# WHAT TO WORK ON
Each entry needs to be retyped exactly, with nothing added or dropped.

Data excerpts:
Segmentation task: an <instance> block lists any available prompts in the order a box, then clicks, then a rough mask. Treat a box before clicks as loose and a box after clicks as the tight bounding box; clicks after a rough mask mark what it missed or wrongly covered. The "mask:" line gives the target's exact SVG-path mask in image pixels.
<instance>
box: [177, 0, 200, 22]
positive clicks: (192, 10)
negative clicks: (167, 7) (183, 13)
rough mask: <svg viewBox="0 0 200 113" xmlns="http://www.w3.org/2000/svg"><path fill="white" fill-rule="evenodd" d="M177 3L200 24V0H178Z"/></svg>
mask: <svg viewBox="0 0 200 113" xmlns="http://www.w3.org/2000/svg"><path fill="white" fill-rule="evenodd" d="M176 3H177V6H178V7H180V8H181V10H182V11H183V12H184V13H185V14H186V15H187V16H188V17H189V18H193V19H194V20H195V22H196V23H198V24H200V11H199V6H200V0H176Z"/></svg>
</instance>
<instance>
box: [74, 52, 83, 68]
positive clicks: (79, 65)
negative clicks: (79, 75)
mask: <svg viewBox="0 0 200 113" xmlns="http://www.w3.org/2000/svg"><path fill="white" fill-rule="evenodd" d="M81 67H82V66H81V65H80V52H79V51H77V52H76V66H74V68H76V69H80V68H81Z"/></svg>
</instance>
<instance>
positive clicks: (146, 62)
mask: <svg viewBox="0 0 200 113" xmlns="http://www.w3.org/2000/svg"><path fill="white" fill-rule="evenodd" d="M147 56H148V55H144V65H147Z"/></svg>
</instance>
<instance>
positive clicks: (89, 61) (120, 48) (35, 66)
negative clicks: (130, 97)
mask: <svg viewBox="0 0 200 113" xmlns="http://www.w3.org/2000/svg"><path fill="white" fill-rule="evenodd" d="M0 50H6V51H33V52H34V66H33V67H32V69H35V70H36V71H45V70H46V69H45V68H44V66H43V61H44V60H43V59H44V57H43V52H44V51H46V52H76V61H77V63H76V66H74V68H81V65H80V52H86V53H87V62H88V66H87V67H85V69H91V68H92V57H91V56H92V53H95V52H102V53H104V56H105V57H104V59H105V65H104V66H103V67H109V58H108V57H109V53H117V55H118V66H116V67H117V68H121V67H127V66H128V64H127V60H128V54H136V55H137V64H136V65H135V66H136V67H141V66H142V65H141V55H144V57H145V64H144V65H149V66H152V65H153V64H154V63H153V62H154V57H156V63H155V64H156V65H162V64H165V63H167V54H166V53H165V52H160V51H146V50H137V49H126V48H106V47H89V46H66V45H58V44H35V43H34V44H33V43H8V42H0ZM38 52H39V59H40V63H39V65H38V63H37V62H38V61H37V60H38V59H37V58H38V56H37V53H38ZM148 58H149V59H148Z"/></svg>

# ANSWER TO THIS TASK
Segmentation task: an <instance> block lists any available prompts in the order a box, then clicks, then a rough mask. Treat a box before clicks as loose and a box after clicks as the tight bounding box; clicks after a rough mask mark what it missed or wrongly covered. The "mask:" line gives the target's exact SVG-path mask in image pixels.
<instance>
box: [177, 0, 200, 22]
positive clicks: (192, 10)
negative clicks: (167, 7) (183, 13)
rough mask: <svg viewBox="0 0 200 113" xmlns="http://www.w3.org/2000/svg"><path fill="white" fill-rule="evenodd" d="M177 3L200 24V0H178Z"/></svg>
mask: <svg viewBox="0 0 200 113" xmlns="http://www.w3.org/2000/svg"><path fill="white" fill-rule="evenodd" d="M176 3H177V6H178V7H180V8H181V10H182V11H183V12H184V13H185V14H186V15H187V16H188V17H189V18H193V19H194V20H195V22H196V23H198V24H200V11H199V6H200V0H176Z"/></svg>
</instance>
<instance>
box: [74, 52, 83, 68]
positive clicks: (79, 65)
negative clicks: (79, 75)
mask: <svg viewBox="0 0 200 113" xmlns="http://www.w3.org/2000/svg"><path fill="white" fill-rule="evenodd" d="M81 67H82V66H81V65H80V52H79V51H77V52H76V66H74V68H76V69H80V68H81Z"/></svg>
</instance>
<instance>
positive clicks: (146, 62)
mask: <svg viewBox="0 0 200 113" xmlns="http://www.w3.org/2000/svg"><path fill="white" fill-rule="evenodd" d="M147 56H148V55H144V65H147Z"/></svg>
</instance>
<instance>
positive clicks: (89, 61) (120, 48) (35, 66)
negative clicks: (130, 97)
mask: <svg viewBox="0 0 200 113" xmlns="http://www.w3.org/2000/svg"><path fill="white" fill-rule="evenodd" d="M0 50H6V51H33V52H34V66H33V67H32V69H35V70H36V71H45V70H46V69H45V68H44V66H43V61H44V60H43V59H44V57H43V52H44V51H46V52H76V61H77V63H76V66H74V68H81V65H80V52H86V53H87V62H88V66H87V67H85V69H91V68H92V57H91V56H92V53H95V52H102V53H104V56H105V57H104V59H105V65H104V66H103V67H109V58H108V57H109V53H117V55H118V66H116V67H117V68H121V67H127V66H128V64H127V60H128V54H136V55H137V64H136V65H135V66H136V67H141V66H142V65H141V55H144V57H145V64H144V65H149V66H152V65H153V64H154V63H153V62H154V57H156V63H155V64H156V65H162V64H165V63H167V54H166V53H165V52H160V51H146V50H137V49H126V48H106V47H89V46H66V45H58V44H35V43H34V44H33V43H8V42H0ZM38 52H39V59H40V63H39V65H38V63H37V62H38V61H37V60H38V59H37V58H38V56H37V53H38ZM148 58H149V59H148Z"/></svg>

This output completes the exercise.